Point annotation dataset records
* Begin *
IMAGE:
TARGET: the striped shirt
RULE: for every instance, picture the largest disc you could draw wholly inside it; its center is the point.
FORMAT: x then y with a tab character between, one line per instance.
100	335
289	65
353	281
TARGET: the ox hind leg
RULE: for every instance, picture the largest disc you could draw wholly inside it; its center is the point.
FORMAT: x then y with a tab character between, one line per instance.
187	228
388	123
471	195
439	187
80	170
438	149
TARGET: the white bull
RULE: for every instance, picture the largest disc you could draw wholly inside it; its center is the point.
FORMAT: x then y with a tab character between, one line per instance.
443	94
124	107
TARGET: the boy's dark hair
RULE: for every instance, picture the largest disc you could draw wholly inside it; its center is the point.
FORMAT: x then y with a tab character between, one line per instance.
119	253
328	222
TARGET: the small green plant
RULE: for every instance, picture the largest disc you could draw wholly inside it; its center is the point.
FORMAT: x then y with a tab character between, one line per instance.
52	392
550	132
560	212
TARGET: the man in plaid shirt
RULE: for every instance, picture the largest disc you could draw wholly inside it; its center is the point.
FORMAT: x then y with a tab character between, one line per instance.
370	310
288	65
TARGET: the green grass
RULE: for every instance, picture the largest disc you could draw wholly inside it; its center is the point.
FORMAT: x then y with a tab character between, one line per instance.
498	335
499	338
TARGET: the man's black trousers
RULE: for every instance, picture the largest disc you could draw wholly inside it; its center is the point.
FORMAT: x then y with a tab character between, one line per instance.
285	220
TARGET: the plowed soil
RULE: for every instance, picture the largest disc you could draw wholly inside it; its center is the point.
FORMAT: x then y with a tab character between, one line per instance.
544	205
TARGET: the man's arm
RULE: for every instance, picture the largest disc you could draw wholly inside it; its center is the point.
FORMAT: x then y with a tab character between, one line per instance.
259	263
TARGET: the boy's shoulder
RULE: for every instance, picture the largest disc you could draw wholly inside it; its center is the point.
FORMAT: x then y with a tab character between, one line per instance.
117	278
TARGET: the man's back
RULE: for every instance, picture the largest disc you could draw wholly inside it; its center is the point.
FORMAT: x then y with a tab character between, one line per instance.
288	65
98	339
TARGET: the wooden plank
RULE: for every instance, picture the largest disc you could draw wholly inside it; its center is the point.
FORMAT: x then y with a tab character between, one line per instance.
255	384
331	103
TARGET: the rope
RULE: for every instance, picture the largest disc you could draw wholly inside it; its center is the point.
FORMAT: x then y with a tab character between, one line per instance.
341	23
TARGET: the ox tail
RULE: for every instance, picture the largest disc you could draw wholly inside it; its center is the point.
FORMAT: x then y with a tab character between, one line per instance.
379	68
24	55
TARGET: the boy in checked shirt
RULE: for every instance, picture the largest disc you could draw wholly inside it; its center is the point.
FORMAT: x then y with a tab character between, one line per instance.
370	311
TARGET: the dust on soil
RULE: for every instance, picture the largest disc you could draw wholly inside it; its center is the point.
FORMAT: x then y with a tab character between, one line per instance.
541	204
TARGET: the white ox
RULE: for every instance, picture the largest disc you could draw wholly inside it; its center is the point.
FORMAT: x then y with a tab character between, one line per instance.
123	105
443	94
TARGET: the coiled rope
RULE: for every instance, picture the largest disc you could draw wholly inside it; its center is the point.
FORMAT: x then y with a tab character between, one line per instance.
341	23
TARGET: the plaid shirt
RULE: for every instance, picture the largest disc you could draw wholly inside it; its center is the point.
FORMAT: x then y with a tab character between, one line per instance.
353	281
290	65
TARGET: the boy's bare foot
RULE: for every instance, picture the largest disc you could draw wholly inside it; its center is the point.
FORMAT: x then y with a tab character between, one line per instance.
* End *
◆ Exercise aim
Recopy all the lines exactly as they appear.

◆ Answer below
IMAGE:
TARGET: the striped shirt
RULE: for every instance, picture the largest disc you could draw wholly inside it; its center is the point.
FORMAT: x then y with a tab character between, one line per instance.
100	335
289	65
353	281
TARGET: the ox hind leg
RULE: for every instance, picture the largest disc you could draw wholly inside it; its center is the point.
FORMAT: x then y with a tab character between, one line per instance.
187	228
388	123
471	195
439	187
80	170
438	149
TARGET: the white bull
RULE: for every instance, picture the largest disc you could draw wholly inside it; its center is the point.
FORMAT: x then y with a tab character between, one line per instance.
443	94
124	107
TARGET: the boy's dark hair
RULE: for every instance, picture the largest disc you could draw wholly inside it; its center is the point.
FORMAT: x then y with a tab character between, one line per instance.
119	253
328	222
TARGET: the small green plant
RULE: for every instance, picture the largest disc you could draw wholly inside it; its center is the point.
FORMAT: x then y with a tab character between, one line per instance.
52	392
550	132
560	212
TARGET: the man in plaid shirt
RULE: for every instance, picture the largest disc you could draw wholly inside it; its center is the point.
FORMAT: x then y with a tab character between, one line per instance.
370	310
288	65
TARGET: the green grass
RULE: for every instance, picture the largest disc you could draw wholly inside it; its center is the point.
FORMAT: x then y with a tab character between, one line per instance.
498	335
499	338
TARGET: the man's black trousers
RULE: for every instance, picture the largest disc you could draw wholly inside it; its center is the point.
FORMAT: x then y with a tab character between, one line per instance.
285	220
TARGET: the plowed soil
RULE: for every instance, picture the largest disc you could draw wholly inside it; its center is the point.
FORMAT: x then y with a tab character between, one line per instance.
544	205
TARGET: the man's arm
RULE: for every instance, picture the largest disc you could draw wholly inside it; its center is the point.
FORMAT: x then y with a tab character between, one line per instance.
259	263
TARGET: the boy's shoulder
RULE: for every instance, picture the largest disc you could draw wholly inside it; its center is the point.
FORMAT: x then y with a tab character between, one line per instance.
117	278
TARGET: the man's back
RULE: for every instance, picture the largest disc you could draw wholly inside it; its center is the point.
FORMAT: x then y with a tab character between, one line per instance.
288	65
98	339
TARGET: the wooden plank
RULE: for every instance, picture the largest disc you could draw wholly inside it; its center is the point.
FORMAT: x then y with a tab character between, one line per instance.
255	384
331	103
TARGET: the rope
RULE: for every instance, picture the largest disc you could draw wholly inside it; its center is the point.
FORMAT: x then y with a tab character between, one line per instance.
341	23
TARGET: the ox tail
RULE: for every instance, picture the largest disc you could draw wholly inside it; its center is the point.
FORMAT: x then y with a tab character between, one line per instance.
379	68
24	55
TARGET: the boy in checked shirt
RULE: for every instance, picture the largest disc you could draw wholly inside it; its center is the point.
FORMAT: x then y with a tab character between, one line per instance.
370	311
TARGET: the dust on soil
RULE: for every instance, picture the largest disc you could draw wholly inside it; its center is the point.
FORMAT: x then y with a tab character between, one line per instance.
541	204
TARGET: the white ox
RULE: for every instance, picture the largest disc you could draw wholly inside it; its center is the point.
FORMAT: x then y with a tab character between, one line per instance.
123	105
443	94
TARGET: the coiled rope
RULE: for every instance, picture the largest disc you could draw wholly inside it; its center is the point.
FORMAT: x then y with a tab character between, one line per instance.
341	23
TARGET: the plaid shirt
RULE: for every instance, picture the largest disc you could draw wholly inside it; its center is the point.
FORMAT: x then y with a tab character between, one line per instance.
353	281
290	65
TARGET: the boy's bare foot
RULE: for every instance, picture the largest disc you could draw wholly inside it; its center is the point.
FORMAT: x then y with a tab character between, one line per instance.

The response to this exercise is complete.